• [DOCUMENT]:
Isaiah’s prophecy was fulfilled at the Annunciation once Mary gave her joyful consent in response to the good news that was brought to her by the angel Gabriel: “Behold, the virgin shall conceive, and bear a son whose name shall be Emmanuel” (7:14). The Hebrew name means “God with us” (cf. Mt 1:23). Mary’s cousin Elizabeth deferentially acknowledged the singular blessing conferred on her kinswoman when she asked her, “Whence is this to me, that the mother of my Lord (Κυρίου or Kyrios) should come to me?” (Lk 1:43). 

The divine title Adonai ( אֲדֹנָי, lit. “My Lords”) is the plural form of the Hebrew word adon (“Lord”) along with the first-person singular pronoun enclitic. As with Elohim, Adonai’s grammatical form is usually explained as a plural of majesty. In the Hebrew Bible, it is nearly always used to refer to God about 450 times. The divine name YHWH was increasingly regarded as too sacred to be uttered; it was thus replaced vocally in the synagogue ritual by the Hebrew word Adonai (“My Lord”), which was translated as Kyrios (“Lord”) in the Septuagint, the Greek version of the Hebrew Scriptures. Hence, the Blessed Virgin Mary is the mother of our Lord Jesus Christ, who is God Himself in His divine person and as such the Hebrew God of Abraham, Isaac, and Jacob incarnate.

Early Sacred Tradition

“There is one Physician who is possessed both of flesh and spirit; both made
and not made; God existing in flesh; true life in death; both of Mary and of
God; first possible and then impossible, even Jesus Christ our Lord.”
St. Ignatius of Antioch, To the Ephesians, 7
(c. A.D. 110)

“After this, we receive the doctrine of the resurrection from the dead, of
which Jesus Christ our Lord became the first fruits; Who bore a Body, in
truth, not in semblance, derived from Mary the mother of God in the fullness
of time sojourning among the race, for the remission of sins: who was
crucified and died, yet for all this suffered no diminution of His Godhead.”
St. Alexander of Alexandria, Epistle to Alexander, 12
(A.D. 324)

“Many, my beloved, are the true testimonies concerning Christ. The Father
bears witness from heaven of His Son: the Holy Ghost bears witness,
descending bodily in likeness of a dove: the Archangel Gabriel bears witness,
bringing good tidings to Mary: the Virgin Mother of God bears witness: the
blessed place of the manger bears witness.”
St. Cyril of Jerusalem, Catechetical Lectures, X:19
(c. A.D. 350)

“Just as, in the age of Mary the mother of God, he who had reigned from
Adam to her time found, when he came to her and dashed his forces against
the fruit of her virginity as against a rock, that he was shattered to pieces
upon her, so in every soul which passes through this life in the flesh under the
protection of virginity, the strength of death is in a manner broken and
annulled, for he does not find the places upon which he may fix his sting.”

• [DATA RECORDS]:

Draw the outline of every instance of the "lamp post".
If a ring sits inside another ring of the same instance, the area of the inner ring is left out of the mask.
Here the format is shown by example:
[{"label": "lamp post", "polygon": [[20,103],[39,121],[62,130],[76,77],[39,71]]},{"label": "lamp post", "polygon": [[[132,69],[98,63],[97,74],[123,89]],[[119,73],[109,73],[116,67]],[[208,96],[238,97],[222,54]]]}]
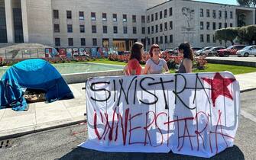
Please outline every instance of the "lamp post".
[{"label": "lamp post", "polygon": [[164,34],[164,31],[163,33],[163,43],[164,43],[164,51],[165,50],[165,34]]},{"label": "lamp post", "polygon": [[[224,27],[226,28],[228,27],[228,24],[227,24],[227,18],[228,18],[228,12],[227,12],[227,8],[230,7],[229,5],[222,5],[220,6],[220,8],[222,9],[224,9]],[[227,47],[227,42],[226,40],[225,40],[225,46]]]}]

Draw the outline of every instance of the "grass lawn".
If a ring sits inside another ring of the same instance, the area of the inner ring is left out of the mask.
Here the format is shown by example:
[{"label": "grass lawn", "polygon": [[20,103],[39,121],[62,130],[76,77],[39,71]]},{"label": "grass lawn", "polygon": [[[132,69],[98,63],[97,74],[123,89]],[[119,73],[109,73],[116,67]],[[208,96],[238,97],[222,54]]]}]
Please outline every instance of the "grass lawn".
[{"label": "grass lawn", "polygon": [[[98,62],[105,64],[112,64],[112,65],[122,65],[125,66],[126,62],[110,61],[107,59],[96,59],[95,61],[90,61],[90,62]],[[142,65],[144,66],[144,65]],[[222,72],[229,71],[234,75],[248,73],[256,72],[256,67],[248,67],[248,66],[238,66],[232,65],[221,65],[221,64],[212,64],[208,63],[206,65],[206,69],[204,70],[196,69],[193,72]],[[170,69],[170,73],[174,73],[173,69]]]}]

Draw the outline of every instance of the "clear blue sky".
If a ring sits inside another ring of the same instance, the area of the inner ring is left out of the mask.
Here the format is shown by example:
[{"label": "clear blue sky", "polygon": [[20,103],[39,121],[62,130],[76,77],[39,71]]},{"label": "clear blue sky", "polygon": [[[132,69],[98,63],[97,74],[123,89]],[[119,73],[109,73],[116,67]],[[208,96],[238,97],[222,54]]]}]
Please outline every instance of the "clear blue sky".
[{"label": "clear blue sky", "polygon": [[213,3],[222,3],[222,4],[228,4],[236,5],[236,0],[196,0],[196,1],[202,1],[207,2],[213,2]]}]

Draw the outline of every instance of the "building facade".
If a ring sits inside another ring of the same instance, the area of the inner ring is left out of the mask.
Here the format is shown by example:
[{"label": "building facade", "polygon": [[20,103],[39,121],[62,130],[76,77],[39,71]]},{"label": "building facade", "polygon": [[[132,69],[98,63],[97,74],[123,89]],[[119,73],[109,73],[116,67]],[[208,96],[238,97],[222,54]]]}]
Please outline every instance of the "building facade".
[{"label": "building facade", "polygon": [[0,43],[148,50],[223,46],[214,30],[254,24],[254,9],[191,0],[0,0]]}]

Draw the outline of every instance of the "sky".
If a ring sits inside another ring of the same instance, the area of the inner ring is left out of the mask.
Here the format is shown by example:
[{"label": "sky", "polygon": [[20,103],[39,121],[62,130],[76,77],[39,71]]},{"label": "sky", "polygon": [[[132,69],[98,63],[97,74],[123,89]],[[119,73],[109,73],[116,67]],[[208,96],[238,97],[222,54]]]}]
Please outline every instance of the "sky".
[{"label": "sky", "polygon": [[213,3],[222,3],[222,4],[228,4],[228,5],[237,5],[236,0],[196,0],[207,2],[213,2]]}]

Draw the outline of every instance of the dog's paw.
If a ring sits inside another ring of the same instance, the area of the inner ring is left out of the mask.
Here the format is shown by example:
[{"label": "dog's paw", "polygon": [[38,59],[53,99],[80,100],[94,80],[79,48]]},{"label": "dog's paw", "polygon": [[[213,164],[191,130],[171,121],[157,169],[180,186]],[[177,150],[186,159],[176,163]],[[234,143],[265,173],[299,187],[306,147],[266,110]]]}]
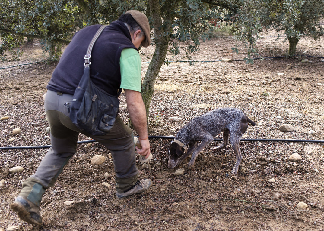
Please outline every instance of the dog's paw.
[{"label": "dog's paw", "polygon": [[195,166],[194,163],[191,163],[191,162],[189,162],[188,164],[188,165],[187,167],[188,169],[190,169],[190,170],[193,170],[194,167]]}]

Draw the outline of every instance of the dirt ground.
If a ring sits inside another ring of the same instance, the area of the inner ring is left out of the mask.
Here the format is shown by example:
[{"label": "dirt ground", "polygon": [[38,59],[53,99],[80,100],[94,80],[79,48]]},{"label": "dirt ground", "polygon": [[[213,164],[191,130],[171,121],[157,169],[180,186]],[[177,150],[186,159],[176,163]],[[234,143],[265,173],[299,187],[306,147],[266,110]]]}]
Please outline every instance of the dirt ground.
[{"label": "dirt ground", "polygon": [[[285,55],[288,42],[265,35],[258,44],[263,57]],[[244,61],[211,62],[242,58],[232,53],[236,42],[230,37],[202,43],[196,62],[164,65],[156,79],[149,119],[150,135],[174,136],[191,118],[214,108],[242,109],[257,125],[249,126],[244,138],[324,140],[324,56],[323,39],[302,39],[299,56]],[[41,60],[37,41],[23,47],[19,61],[3,62],[1,67]],[[143,60],[154,47],[143,49]],[[320,56],[317,58],[310,56]],[[168,54],[169,61],[185,60]],[[307,58],[309,62],[301,62]],[[0,147],[49,145],[42,96],[56,63],[37,63],[0,69]],[[148,64],[142,65],[143,76]],[[123,95],[120,115],[128,115]],[[170,121],[180,117],[180,122]],[[284,132],[284,123],[294,127]],[[13,129],[21,133],[14,135]],[[310,134],[310,130],[315,131]],[[222,134],[216,138],[221,138]],[[14,138],[11,142],[8,141]],[[80,135],[80,140],[87,137]],[[47,148],[0,150],[0,231],[17,230],[318,230],[324,229],[324,145],[293,142],[241,142],[243,159],[237,175],[231,171],[235,157],[231,148],[217,150],[212,142],[198,156],[194,171],[175,174],[167,167],[170,139],[150,140],[154,160],[150,171],[139,162],[140,177],[153,185],[141,194],[118,199],[113,164],[96,142],[78,145],[54,186],[47,190],[40,206],[43,225],[20,220],[10,208],[22,182],[33,174]],[[296,153],[301,161],[289,157]],[[104,163],[92,165],[101,154]],[[177,169],[185,169],[189,158]],[[22,172],[9,173],[15,166]],[[105,173],[106,173],[105,174]],[[274,183],[268,180],[274,178]],[[108,187],[103,185],[108,183]],[[64,201],[73,201],[66,205]],[[307,209],[297,207],[299,202]]]}]

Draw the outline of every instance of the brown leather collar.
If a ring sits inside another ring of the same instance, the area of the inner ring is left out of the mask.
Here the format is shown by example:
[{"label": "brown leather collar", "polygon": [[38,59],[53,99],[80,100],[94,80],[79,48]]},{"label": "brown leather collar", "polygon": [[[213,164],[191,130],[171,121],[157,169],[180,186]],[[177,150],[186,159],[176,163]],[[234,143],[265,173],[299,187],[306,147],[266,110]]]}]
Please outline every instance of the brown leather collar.
[{"label": "brown leather collar", "polygon": [[181,142],[179,141],[178,140],[176,140],[174,139],[173,140],[173,142],[175,142],[177,143],[181,147],[183,148],[183,149],[184,149],[185,153],[187,153],[187,151],[188,150],[188,146],[182,143]]}]

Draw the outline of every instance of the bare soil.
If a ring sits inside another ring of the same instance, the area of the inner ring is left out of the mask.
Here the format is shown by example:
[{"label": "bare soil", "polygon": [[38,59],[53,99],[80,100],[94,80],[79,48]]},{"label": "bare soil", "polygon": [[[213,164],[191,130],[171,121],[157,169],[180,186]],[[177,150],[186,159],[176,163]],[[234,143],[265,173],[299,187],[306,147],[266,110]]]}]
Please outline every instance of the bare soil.
[{"label": "bare soil", "polygon": [[[284,56],[288,42],[265,35],[258,45],[263,57]],[[210,62],[224,58],[239,59],[231,47],[232,38],[216,38],[202,43],[188,62],[164,65],[156,83],[149,119],[150,135],[175,135],[191,118],[214,108],[242,109],[257,123],[243,138],[324,140],[324,56],[323,39],[302,39],[295,58]],[[22,47],[19,61],[1,67],[41,60],[37,41]],[[154,47],[144,48],[146,58]],[[169,61],[184,60],[168,54]],[[307,58],[311,62],[302,63]],[[42,96],[57,63],[35,63],[0,69],[0,147],[49,145]],[[143,64],[144,76],[148,64]],[[127,122],[124,97],[120,114]],[[277,118],[278,116],[281,118]],[[182,119],[180,122],[168,120]],[[281,131],[288,123],[295,131]],[[14,135],[13,129],[21,133]],[[315,133],[311,134],[311,130]],[[222,134],[215,137],[222,138]],[[12,142],[7,141],[14,138]],[[80,140],[89,138],[80,135]],[[240,142],[243,159],[237,175],[231,171],[235,157],[231,148],[218,151],[218,142],[201,152],[194,171],[176,175],[167,167],[170,139],[152,139],[151,171],[138,163],[141,178],[154,184],[141,194],[118,199],[116,196],[113,164],[109,151],[96,142],[78,145],[77,153],[55,185],[47,190],[40,206],[43,225],[23,222],[9,205],[22,182],[33,174],[47,148],[0,150],[0,231],[17,226],[17,230],[323,230],[324,222],[324,146],[323,143],[277,141]],[[288,160],[293,153],[302,160]],[[91,165],[96,154],[106,157],[101,165]],[[178,168],[186,168],[189,158]],[[22,172],[10,173],[15,166]],[[105,173],[108,173],[106,175]],[[275,182],[268,181],[273,178]],[[108,183],[107,187],[102,183]],[[66,205],[63,202],[74,201]],[[296,207],[300,202],[307,209]]]}]

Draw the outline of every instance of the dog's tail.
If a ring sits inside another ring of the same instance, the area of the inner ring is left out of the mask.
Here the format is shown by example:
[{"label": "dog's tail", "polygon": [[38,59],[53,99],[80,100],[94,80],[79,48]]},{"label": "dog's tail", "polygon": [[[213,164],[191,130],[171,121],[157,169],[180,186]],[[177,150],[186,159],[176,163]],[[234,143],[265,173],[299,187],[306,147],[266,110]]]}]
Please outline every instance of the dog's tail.
[{"label": "dog's tail", "polygon": [[252,126],[255,126],[255,122],[254,121],[251,121],[251,119],[248,117],[247,117],[247,118],[248,119],[248,122],[252,124]]}]

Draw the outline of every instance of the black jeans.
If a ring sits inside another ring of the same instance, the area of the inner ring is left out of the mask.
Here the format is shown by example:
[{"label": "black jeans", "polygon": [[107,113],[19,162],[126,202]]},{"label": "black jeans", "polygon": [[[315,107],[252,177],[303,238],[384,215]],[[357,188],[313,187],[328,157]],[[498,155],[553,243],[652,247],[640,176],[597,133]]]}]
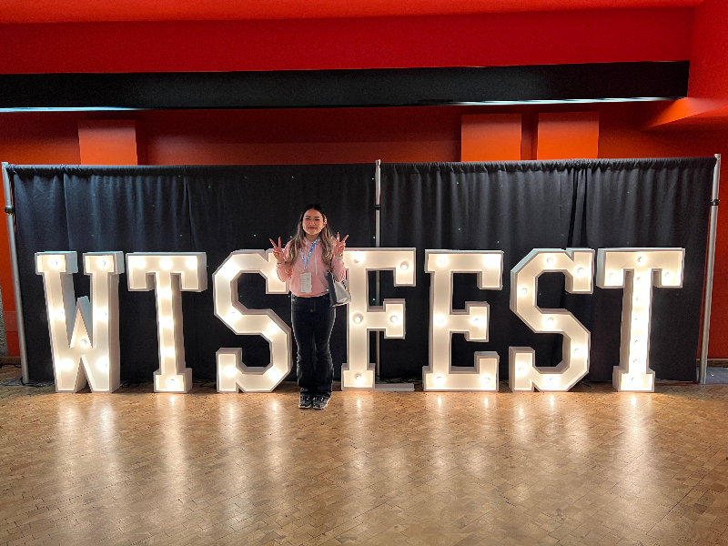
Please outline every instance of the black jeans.
[{"label": "black jeans", "polygon": [[336,308],[329,306],[329,294],[316,298],[291,296],[290,299],[293,335],[298,346],[298,387],[301,393],[331,396],[334,363],[329,339]]}]

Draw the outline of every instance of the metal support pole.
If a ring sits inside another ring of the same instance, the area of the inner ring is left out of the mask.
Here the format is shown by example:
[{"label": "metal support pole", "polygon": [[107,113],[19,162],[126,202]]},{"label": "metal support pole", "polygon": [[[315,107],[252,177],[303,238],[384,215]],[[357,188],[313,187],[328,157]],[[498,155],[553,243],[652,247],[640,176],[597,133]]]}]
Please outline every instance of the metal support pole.
[{"label": "metal support pole", "polygon": [[23,321],[23,298],[20,297],[20,273],[17,268],[17,247],[15,246],[15,207],[7,176],[7,163],[3,162],[3,189],[5,192],[5,218],[7,219],[7,239],[10,245],[10,267],[13,270],[13,292],[15,297],[15,317],[17,317],[17,340],[20,345],[20,368],[23,382],[30,382],[28,357],[25,353],[25,327]]},{"label": "metal support pole", "polygon": [[705,288],[703,304],[703,339],[700,348],[700,375],[698,382],[705,384],[708,375],[708,339],[711,330],[711,303],[713,303],[713,270],[715,265],[715,233],[718,230],[718,190],[721,185],[721,155],[715,154],[711,197],[711,228],[708,232],[708,263],[705,268]]},{"label": "metal support pole", "polygon": [[[381,160],[377,159],[374,168],[374,246],[376,248],[381,247]],[[377,271],[375,273],[376,280],[374,283],[374,300],[377,305],[381,305],[381,273]],[[377,379],[381,376],[381,332],[379,330],[375,333],[375,362],[377,363],[377,370],[375,378]]]}]

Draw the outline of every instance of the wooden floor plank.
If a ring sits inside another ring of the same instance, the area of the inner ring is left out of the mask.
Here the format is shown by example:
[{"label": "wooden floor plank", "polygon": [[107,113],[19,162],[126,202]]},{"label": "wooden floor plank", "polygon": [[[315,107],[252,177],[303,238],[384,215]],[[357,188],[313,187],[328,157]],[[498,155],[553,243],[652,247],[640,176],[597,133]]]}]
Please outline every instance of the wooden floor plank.
[{"label": "wooden floor plank", "polygon": [[0,387],[0,545],[728,544],[728,387],[501,390]]}]

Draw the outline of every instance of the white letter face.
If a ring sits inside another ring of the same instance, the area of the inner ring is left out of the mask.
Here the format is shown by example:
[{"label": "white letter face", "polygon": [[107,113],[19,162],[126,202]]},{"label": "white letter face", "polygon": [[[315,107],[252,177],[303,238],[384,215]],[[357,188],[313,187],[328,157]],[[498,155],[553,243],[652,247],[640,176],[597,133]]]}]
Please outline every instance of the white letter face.
[{"label": "white letter face", "polygon": [[238,335],[260,335],[270,347],[270,363],[265,368],[243,364],[242,349],[223,348],[217,353],[217,392],[271,392],[292,367],[291,332],[271,309],[248,309],[238,298],[238,278],[243,273],[259,273],[267,294],[286,294],[288,283],[276,275],[276,257],[262,250],[238,250],[230,254],[212,276],[215,314]]},{"label": "white letter face", "polygon": [[369,363],[369,332],[404,339],[404,299],[385,299],[383,306],[369,304],[369,272],[391,269],[394,286],[415,286],[415,248],[347,248],[349,269],[347,359],[341,366],[341,390],[374,390],[376,365]]},{"label": "white letter face", "polygon": [[129,290],[155,290],[159,369],[154,372],[155,392],[187,392],[192,369],[185,367],[182,333],[182,293],[207,289],[204,252],[144,253],[126,255]]},{"label": "white letter face", "polygon": [[498,390],[497,352],[475,353],[475,368],[452,366],[452,334],[468,341],[488,341],[490,306],[466,301],[464,310],[452,309],[455,273],[477,273],[478,288],[503,288],[503,253],[477,250],[426,250],[425,270],[430,284],[430,366],[422,369],[424,390]]},{"label": "white letter face", "polygon": [[509,387],[513,392],[564,391],[589,372],[591,334],[566,309],[542,311],[537,306],[538,278],[547,271],[566,277],[570,294],[591,294],[594,251],[534,248],[511,271],[511,309],[534,332],[563,334],[563,360],[552,368],[538,368],[530,347],[509,349]]},{"label": "white letter face", "polygon": [[[76,302],[73,274],[76,252],[37,252],[35,272],[43,275],[56,392],[77,392],[86,379],[94,392],[119,388],[119,274],[121,252],[84,254],[91,277],[91,301]],[[84,372],[81,373],[83,365]]]},{"label": "white letter face", "polygon": [[650,369],[652,284],[682,288],[684,248],[600,248],[597,286],[624,288],[620,365],[612,384],[619,391],[654,392]]}]

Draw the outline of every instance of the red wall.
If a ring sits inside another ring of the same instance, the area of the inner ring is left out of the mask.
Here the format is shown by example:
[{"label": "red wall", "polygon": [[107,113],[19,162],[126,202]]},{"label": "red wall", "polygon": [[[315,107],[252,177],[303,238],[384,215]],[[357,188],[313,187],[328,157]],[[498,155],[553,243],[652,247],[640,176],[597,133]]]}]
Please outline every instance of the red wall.
[{"label": "red wall", "polygon": [[[728,129],[643,131],[658,106],[581,105],[599,112],[600,157],[713,156],[728,157]],[[523,140],[533,140],[539,112],[564,106],[339,108],[312,110],[165,111],[135,114],[151,165],[294,164],[459,161],[461,116],[520,113]],[[79,163],[78,122],[100,114],[0,114],[0,157],[10,163]],[[522,158],[533,158],[531,147]],[[728,162],[726,162],[728,163]],[[728,180],[728,167],[723,167]],[[726,195],[723,184],[723,194]],[[2,229],[2,228],[0,228]],[[6,238],[0,262],[5,310],[14,308]],[[728,358],[728,217],[719,216],[711,358]]]},{"label": "red wall", "polygon": [[674,61],[693,9],[0,25],[0,73],[312,70]]},{"label": "red wall", "polygon": [[[728,55],[724,47],[728,37],[726,5],[724,0],[704,0],[694,8],[354,19],[0,25],[0,74],[691,59],[691,95],[717,93],[724,96],[728,88],[723,70]],[[151,165],[458,161],[461,116],[507,113],[521,115],[521,158],[532,159],[537,153],[539,113],[573,110],[599,112],[601,157],[728,153],[725,124],[714,131],[684,126],[669,132],[642,131],[659,109],[653,105],[638,104],[119,115],[0,113],[0,160],[16,164],[77,164],[79,121],[126,119],[138,122],[135,126],[139,162]],[[728,180],[725,177],[723,179]],[[4,230],[5,223],[0,228],[0,286],[5,310],[12,312],[15,305]],[[728,310],[728,289],[723,288],[728,286],[726,231],[728,217],[723,215],[719,217],[711,336],[711,356],[714,358],[728,358],[728,325],[718,320]],[[12,336],[9,342],[11,349],[16,347]]]}]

• [TASK INSTRUCTIONS]: In the text on Mary as mother of God, which Greek word does the Septuagint use to translate the Hebrew Adonai? The records play no part in this exercise.

• [RESPONSE]: Kyrios ("Lord").